[REQUIREMENTS] Render every line of the records below as a Markdown table with two columns, Row and Record text, numbering the rows and omitting blank lines. Keep the pictures out of the table.

-- Start of RECORDS FOR THIS TASK --

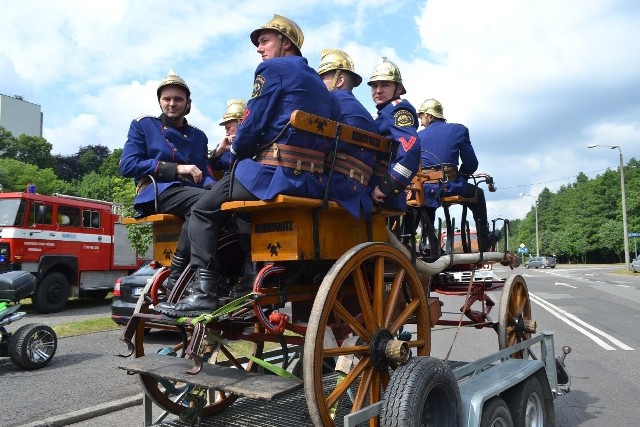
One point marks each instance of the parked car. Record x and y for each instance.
(541, 261)
(127, 289)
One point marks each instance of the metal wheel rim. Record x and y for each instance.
(534, 415)
(40, 346)
(366, 382)
(515, 306)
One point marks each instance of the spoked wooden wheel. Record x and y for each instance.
(365, 302)
(515, 323)
(175, 397)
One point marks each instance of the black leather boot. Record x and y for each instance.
(202, 299)
(178, 264)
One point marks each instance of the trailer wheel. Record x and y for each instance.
(528, 404)
(52, 293)
(367, 296)
(32, 346)
(514, 323)
(495, 413)
(422, 392)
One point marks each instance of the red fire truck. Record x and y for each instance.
(74, 246)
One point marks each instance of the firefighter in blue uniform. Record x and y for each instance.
(221, 156)
(271, 157)
(174, 153)
(353, 165)
(445, 145)
(397, 120)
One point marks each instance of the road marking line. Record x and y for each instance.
(566, 284)
(559, 313)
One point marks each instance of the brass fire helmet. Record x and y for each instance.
(432, 106)
(174, 79)
(387, 71)
(284, 26)
(336, 59)
(235, 110)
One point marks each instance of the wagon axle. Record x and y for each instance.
(385, 349)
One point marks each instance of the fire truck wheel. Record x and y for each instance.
(423, 391)
(32, 346)
(52, 293)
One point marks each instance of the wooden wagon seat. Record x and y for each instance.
(415, 192)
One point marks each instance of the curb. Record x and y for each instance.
(88, 413)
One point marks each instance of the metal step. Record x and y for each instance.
(237, 381)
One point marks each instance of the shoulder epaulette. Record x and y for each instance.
(142, 117)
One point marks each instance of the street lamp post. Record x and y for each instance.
(624, 201)
(537, 238)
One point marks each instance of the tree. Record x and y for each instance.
(33, 150)
(111, 165)
(14, 176)
(140, 236)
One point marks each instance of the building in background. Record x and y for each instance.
(20, 117)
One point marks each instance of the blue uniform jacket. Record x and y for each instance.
(398, 120)
(350, 193)
(154, 148)
(447, 143)
(282, 85)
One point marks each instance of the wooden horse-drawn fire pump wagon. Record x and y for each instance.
(351, 310)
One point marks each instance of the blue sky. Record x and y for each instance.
(535, 82)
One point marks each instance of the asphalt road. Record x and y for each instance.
(592, 309)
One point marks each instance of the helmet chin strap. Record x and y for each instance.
(334, 82)
(279, 46)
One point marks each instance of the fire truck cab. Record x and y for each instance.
(74, 246)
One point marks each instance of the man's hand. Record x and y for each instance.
(377, 195)
(190, 172)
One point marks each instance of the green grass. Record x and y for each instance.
(82, 327)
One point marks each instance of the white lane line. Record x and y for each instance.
(566, 284)
(565, 316)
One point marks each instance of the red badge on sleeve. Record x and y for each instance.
(406, 145)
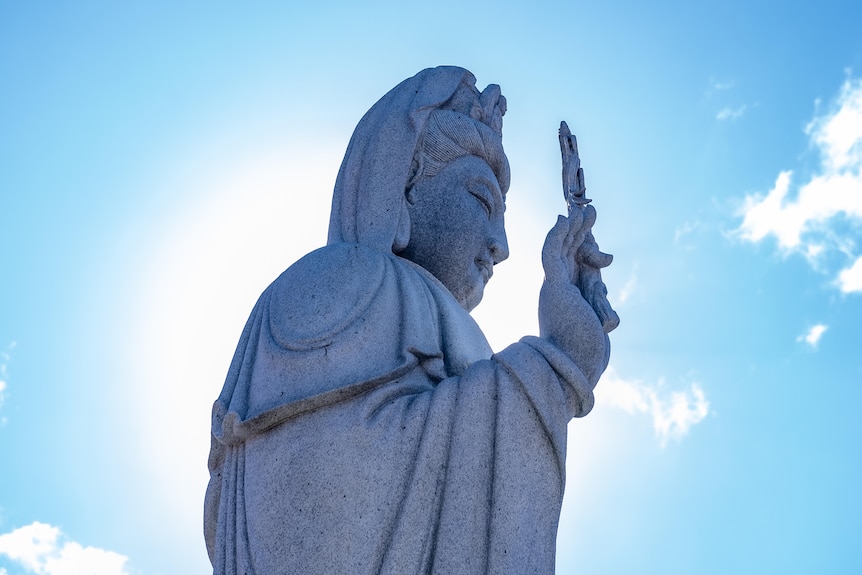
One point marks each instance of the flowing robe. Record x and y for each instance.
(365, 427)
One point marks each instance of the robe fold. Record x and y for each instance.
(365, 427)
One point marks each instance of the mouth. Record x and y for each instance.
(486, 268)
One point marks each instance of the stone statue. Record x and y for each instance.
(365, 425)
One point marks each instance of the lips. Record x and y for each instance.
(486, 268)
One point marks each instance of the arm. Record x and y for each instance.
(566, 319)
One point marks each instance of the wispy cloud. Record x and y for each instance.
(808, 220)
(673, 412)
(629, 287)
(813, 335)
(42, 549)
(732, 114)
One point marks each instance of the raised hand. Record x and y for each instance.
(567, 316)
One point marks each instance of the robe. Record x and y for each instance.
(366, 427)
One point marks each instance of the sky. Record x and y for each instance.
(162, 162)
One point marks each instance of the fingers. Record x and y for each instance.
(553, 253)
(590, 255)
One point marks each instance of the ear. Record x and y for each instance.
(402, 233)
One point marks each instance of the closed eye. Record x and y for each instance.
(486, 203)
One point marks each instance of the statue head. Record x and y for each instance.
(425, 177)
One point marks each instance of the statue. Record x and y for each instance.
(365, 425)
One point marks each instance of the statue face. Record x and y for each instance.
(456, 227)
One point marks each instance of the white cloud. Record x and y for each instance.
(804, 217)
(732, 114)
(850, 279)
(628, 289)
(42, 549)
(673, 413)
(813, 335)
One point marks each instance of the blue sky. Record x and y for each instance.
(161, 163)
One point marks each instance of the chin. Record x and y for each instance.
(472, 298)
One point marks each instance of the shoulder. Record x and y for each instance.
(326, 291)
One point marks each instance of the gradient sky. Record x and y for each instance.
(162, 162)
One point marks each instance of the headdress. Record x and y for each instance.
(384, 154)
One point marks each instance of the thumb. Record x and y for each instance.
(553, 258)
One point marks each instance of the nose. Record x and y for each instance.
(498, 244)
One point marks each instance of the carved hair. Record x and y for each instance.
(451, 133)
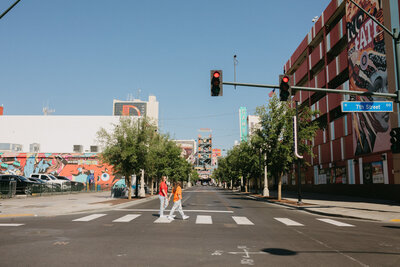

-- End of RECORDS FOR THIS TASK --

[TASK ANSWER]
| Row | Record text |
|---|---|
| 1 | One point marks each instance of the parked car. Record x and y for each instance. |
| 2 | (541, 261) |
| 3 | (127, 289) |
| 4 | One point marks each instance of the metal wheel rim. Record x and y for each instance. |
| 5 | (534, 415) |
| 6 | (40, 346) |
| 7 | (366, 382) |
| 8 | (515, 306) |
| 9 | One point marks each instance of the spoked wooden wheel. Record x and y for each instance. |
| 10 | (365, 302) |
| 11 | (515, 323) |
| 12 | (175, 397) |
| 13 | One point marks each instance of the black leather boot. Record x and y for each instance. |
| 14 | (202, 299) |
| 15 | (178, 264) |
| 16 | One point marks each instance of the trailer wheel. Record x and y for each instance. |
| 17 | (528, 404) |
| 18 | (52, 293) |
| 19 | (367, 296) |
| 20 | (32, 346) |
| 21 | (514, 323) |
| 22 | (495, 413) |
| 23 | (422, 392) |
| 24 | One point marks each instance of the red fire truck. Record x and y for each instance. |
| 25 | (74, 246) |
| 26 | One point marks each instance of the firefighter in blue uniform. Record x and y for each instance. |
| 27 | (221, 156) |
| 28 | (271, 157) |
| 29 | (174, 153) |
| 30 | (353, 165) |
| 31 | (445, 145) |
| 32 | (397, 120) |
| 33 | One point marks each instance of the road marking line. Record x and y for each instance. |
| 34 | (566, 284) |
| 35 | (559, 313) |
| 36 | One point marks each instance of the brass fire helmet. Record x and y for each instance. |
| 37 | (432, 106) |
| 38 | (174, 79) |
| 39 | (387, 71) |
| 40 | (284, 26) |
| 41 | (336, 59) |
| 42 | (235, 110) |
| 43 | One point marks each instance of the wagon axle. Record x and y for each instance. |
| 44 | (385, 349) |
| 45 | One point marks each instance of the fire truck wheel. Record x and y for each instance. |
| 46 | (423, 391) |
| 47 | (32, 346) |
| 48 | (52, 293) |
| 49 | One point marks each instance of the wooden wagon seat. Record x and y for each instance. |
| 50 | (415, 192) |
| 51 | One point marks each instance of the curb. Record x and y for each instance. |
| 52 | (88, 413) |
| 53 | One point marks each instance of the metal step. Record x and y for each instance. |
| 54 | (237, 381) |
| 55 | One point marks each instance of the shoulder epaulette. Record x and y for each instance. |
| 56 | (142, 117) |
| 57 | One point marks each instance of the street lamp post. Record x and y for each instance. |
| 58 | (624, 201) |
| 59 | (537, 238) |
| 60 | One point marks each instance of the tree. Record x and y for each instance. |
| 61 | (33, 150) |
| 62 | (111, 165) |
| 63 | (14, 176) |
| 64 | (140, 236) |
| 65 | One point marks each instance of the building in background. Record x and y for each instance. |
| 66 | (20, 117) |
| 67 | One point marks each instance of the blue uniform jacket. Record x and y for each instance. |
| 68 | (398, 120) |
| 69 | (350, 193) |
| 70 | (154, 148) |
| 71 | (447, 143) |
| 72 | (282, 85) |
| 73 | One point marks each instance of the wooden horse-drawn fire pump wagon. Record x and y for each instance. |
| 74 | (351, 310) |
| 75 | One point marks each instance of the blue sky. Record x and y for each instance. |
| 76 | (535, 82) |
| 77 | One point marks each instance of the asphalt road. Record x and y for each instance. |
| 78 | (592, 309) |
| 79 | One point marks each instance of the helmet chin strap. Record x and y for each instance. |
| 80 | (334, 82) |
| 81 | (279, 46) |
| 82 | One point marks each instance of the fire truck cab. Record x and y for each instance. |
| 83 | (74, 246) |
| 84 | One point marks each instance of the man's hand. Record x and y for each instance. |
| 85 | (377, 195) |
| 86 | (190, 172) |
| 87 | One point marks each instance of the green grass. Record x and y for each instance. |
| 88 | (82, 327) |
| 89 | One point marks each instance of the white lane line. Record x and y for each instance. |
| 90 | (566, 284) |
| 91 | (565, 316) |
| 92 | One point marks each instance of the red badge on sleeve. Record x and y for each instance. |
| 93 | (406, 145) |
| 94 | One point marks each instance of the flowing robe. Record x and y for each instance. |
| 95 | (365, 427) |
| 96 | One point marks each instance of the robe fold. Record x and y for each instance. |
| 97 | (365, 427) |
| 98 | One point marks each instance of the mouth. Record x and y for each instance. |
| 99 | (486, 268) |
| 100 | One point marks each instance of the stone statue. Record x and y for each instance. |
| 101 | (365, 425) |
| 102 | One point marks each instance of the lips. Record x and y for each instance. |
| 103 | (486, 268) |
| 104 | One point marks each instance of the arm. Record x and y for each instance. |
| 105 | (566, 319) |
| 106 | One point marks each instance of the wispy cloud. Record x and y for each instance. |
| 107 | (808, 220) |
| 108 | (673, 412) |
| 109 | (629, 287) |
| 110 | (813, 335) |
| 111 | (42, 549) |
| 112 | (732, 114) |
| 113 | One point marks each instance of the raised hand. Record x and y for each instance. |
| 114 | (567, 316) |
| 115 | One point marks each instance of the robe. Record x and y for each instance. |
| 116 | (366, 427) |
| 117 | One point marks each instance of the sky. Record x and y for each instance. |
| 118 | (162, 162) |
| 119 | One point marks each instance of the fingers. Record x and y for each instance. |
| 120 | (553, 253) |
| 121 | (590, 255) |
| 122 | One point marks each instance of the ear. Record x and y for each instance. |
| 123 | (402, 233) |
| 124 | One point marks each instance of the closed eye. Record x and y for each instance. |
| 125 | (486, 203) |
| 126 | One point marks each instance of the statue head. Record x and y for each instance. |
| 127 | (425, 177) |
| 128 | One point marks each instance of the statue. Record x and y for each instance. |
| 129 | (365, 425) |
| 130 | One point marks each instance of the statue face. Record x and y for each instance. |
| 131 | (456, 227) |
| 132 | One point marks each instance of the white cloud. Record x and y for each instance. |
| 133 | (804, 217) |
| 134 | (732, 114) |
| 135 | (850, 279) |
| 136 | (628, 289) |
| 137 | (42, 549) |
| 138 | (673, 413) |
| 139 | (813, 335) |
| 140 | One point marks each instance of the blue sky. Record x and y for each instance. |
| 141 | (161, 163) |
| 142 | One point marks each instance of the chin. Record x and y for each instance. |
| 143 | (472, 298) |
| 144 | One point marks each instance of the shoulder. Record x and y for each instance. |
| 145 | (326, 291) |
| 146 | One point marks each instance of the gradient sky. Record x and y for each instance. |
| 147 | (162, 162) |
| 148 | One point marks each instance of the headdress. Record x and y for each instance. |
| 149 | (384, 154) |
| 150 | One point marks each instance of the thumb. Record x and y for each instance. |
| 151 | (553, 258) |
| 152 | One point marks each instance of the nose. Record x and y for each instance. |
| 153 | (498, 244) |
| 154 | One point marks each instance of the carved hair. Record x and y for each instance. |
| 155 | (451, 133) |